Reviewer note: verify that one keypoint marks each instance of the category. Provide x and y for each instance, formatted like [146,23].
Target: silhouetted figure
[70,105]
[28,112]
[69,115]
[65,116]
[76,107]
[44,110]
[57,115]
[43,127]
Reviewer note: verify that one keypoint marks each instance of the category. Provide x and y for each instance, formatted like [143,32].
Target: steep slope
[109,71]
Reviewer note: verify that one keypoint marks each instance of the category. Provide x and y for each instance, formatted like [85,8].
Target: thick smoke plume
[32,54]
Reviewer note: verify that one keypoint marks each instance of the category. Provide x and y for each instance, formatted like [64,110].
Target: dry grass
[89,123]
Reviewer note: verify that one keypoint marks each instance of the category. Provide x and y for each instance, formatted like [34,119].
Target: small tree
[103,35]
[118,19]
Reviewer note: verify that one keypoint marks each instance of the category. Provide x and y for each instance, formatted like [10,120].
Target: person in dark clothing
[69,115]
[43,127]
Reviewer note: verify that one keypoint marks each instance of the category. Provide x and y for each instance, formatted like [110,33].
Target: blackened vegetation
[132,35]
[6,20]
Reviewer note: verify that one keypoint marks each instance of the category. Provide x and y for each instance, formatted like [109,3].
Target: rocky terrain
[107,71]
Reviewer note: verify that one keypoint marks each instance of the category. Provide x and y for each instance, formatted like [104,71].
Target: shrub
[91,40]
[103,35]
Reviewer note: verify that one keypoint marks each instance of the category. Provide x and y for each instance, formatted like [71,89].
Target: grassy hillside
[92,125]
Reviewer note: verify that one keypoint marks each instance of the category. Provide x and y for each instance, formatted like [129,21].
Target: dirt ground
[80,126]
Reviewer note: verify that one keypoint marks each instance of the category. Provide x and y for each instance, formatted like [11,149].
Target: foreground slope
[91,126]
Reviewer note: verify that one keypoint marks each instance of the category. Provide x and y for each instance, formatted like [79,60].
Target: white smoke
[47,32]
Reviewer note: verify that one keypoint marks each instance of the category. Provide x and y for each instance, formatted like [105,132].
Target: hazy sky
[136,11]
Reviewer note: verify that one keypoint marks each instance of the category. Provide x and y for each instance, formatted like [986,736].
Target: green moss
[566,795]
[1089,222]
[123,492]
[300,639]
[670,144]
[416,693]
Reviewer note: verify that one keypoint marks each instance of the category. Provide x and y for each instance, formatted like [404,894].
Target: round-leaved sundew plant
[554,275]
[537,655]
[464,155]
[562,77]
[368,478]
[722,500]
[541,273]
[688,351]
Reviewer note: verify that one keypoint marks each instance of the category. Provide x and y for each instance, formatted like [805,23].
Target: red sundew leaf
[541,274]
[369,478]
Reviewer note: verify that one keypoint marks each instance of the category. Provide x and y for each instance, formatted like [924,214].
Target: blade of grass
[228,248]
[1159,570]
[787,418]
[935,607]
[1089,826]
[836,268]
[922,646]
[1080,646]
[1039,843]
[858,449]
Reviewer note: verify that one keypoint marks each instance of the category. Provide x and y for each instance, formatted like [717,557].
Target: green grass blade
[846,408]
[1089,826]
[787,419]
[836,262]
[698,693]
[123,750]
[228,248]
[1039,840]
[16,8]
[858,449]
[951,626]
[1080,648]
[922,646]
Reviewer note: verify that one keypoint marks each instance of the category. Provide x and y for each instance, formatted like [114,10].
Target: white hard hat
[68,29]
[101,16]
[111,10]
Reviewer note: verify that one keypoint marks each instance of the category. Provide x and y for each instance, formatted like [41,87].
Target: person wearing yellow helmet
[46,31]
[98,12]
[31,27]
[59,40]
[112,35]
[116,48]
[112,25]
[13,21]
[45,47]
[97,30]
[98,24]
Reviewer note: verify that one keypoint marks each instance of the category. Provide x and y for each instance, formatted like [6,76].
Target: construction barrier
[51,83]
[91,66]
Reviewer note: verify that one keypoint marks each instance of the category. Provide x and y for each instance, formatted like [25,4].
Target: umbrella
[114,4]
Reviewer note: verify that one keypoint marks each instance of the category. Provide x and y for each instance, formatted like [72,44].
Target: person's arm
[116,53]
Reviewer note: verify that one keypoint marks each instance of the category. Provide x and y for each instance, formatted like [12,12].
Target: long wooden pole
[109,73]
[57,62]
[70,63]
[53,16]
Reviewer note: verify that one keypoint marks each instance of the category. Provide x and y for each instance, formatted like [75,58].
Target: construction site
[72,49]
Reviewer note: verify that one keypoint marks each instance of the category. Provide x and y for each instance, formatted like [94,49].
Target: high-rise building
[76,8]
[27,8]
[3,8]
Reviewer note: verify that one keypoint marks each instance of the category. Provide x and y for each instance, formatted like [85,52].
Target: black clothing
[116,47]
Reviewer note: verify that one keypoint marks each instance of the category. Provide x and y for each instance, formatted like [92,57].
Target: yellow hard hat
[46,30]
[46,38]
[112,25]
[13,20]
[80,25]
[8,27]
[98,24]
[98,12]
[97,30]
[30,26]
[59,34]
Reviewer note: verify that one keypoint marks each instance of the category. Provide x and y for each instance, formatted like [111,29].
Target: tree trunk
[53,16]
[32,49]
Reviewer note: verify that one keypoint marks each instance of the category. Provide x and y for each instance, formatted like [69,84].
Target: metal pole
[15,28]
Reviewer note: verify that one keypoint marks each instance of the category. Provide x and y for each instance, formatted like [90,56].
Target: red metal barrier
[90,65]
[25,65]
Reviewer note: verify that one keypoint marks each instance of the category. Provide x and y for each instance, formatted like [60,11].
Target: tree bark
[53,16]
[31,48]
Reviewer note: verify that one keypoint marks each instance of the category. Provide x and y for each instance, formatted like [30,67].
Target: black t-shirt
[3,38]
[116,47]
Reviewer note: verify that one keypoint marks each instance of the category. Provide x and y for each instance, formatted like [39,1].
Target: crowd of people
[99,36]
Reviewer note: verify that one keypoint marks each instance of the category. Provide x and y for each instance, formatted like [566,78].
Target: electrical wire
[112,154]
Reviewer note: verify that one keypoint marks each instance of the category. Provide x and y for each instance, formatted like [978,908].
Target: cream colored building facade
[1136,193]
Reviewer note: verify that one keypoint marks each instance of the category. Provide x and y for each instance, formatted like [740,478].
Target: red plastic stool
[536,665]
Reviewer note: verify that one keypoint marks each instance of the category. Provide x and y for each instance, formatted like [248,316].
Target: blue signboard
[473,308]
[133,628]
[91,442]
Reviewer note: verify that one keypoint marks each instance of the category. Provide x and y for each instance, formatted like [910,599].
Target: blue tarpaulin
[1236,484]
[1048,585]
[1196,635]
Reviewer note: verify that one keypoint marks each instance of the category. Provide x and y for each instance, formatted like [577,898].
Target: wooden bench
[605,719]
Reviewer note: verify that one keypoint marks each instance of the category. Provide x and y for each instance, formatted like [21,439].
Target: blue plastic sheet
━━━
▶ **Task directions**
Print, without alteration, only the lines above between the one holding "formatted like [986,736]." and the one holding "formatted like [717,557].", inclusive.

▶ **Answer box**
Reviewer note: verify that one keypoint marks each instance of the category. Provide x and y for each instance, formatted like [986,736].
Target: green moss
[566,795]
[1089,222]
[123,492]
[300,639]
[670,144]
[416,693]
Reviewer note: verify that one keypoint marks each instance of the category. Provide x and y for each instance, formatted like [404,894].
Target: round-leaved sundew plant
[554,275]
[537,655]
[464,155]
[562,77]
[368,478]
[722,500]
[541,273]
[688,351]
Reviewer note: verify that one keypoint marks each instance of the category. Provide x and y for each instance, formatted like [805,23].
Target: red sundew leaf
[541,274]
[369,478]
Reviewer note: verify that one keypoint marks each instance of the category. Provide x and y for each instance, formatted like [924,214].
Target: blade of grass
[228,248]
[1159,570]
[787,418]
[935,607]
[1089,826]
[836,268]
[922,646]
[1080,646]
[1039,843]
[858,449]
Reviewer note: verify that one keypoint marks each instance of the category. Provide x and y for each instance, formatted like [717,557].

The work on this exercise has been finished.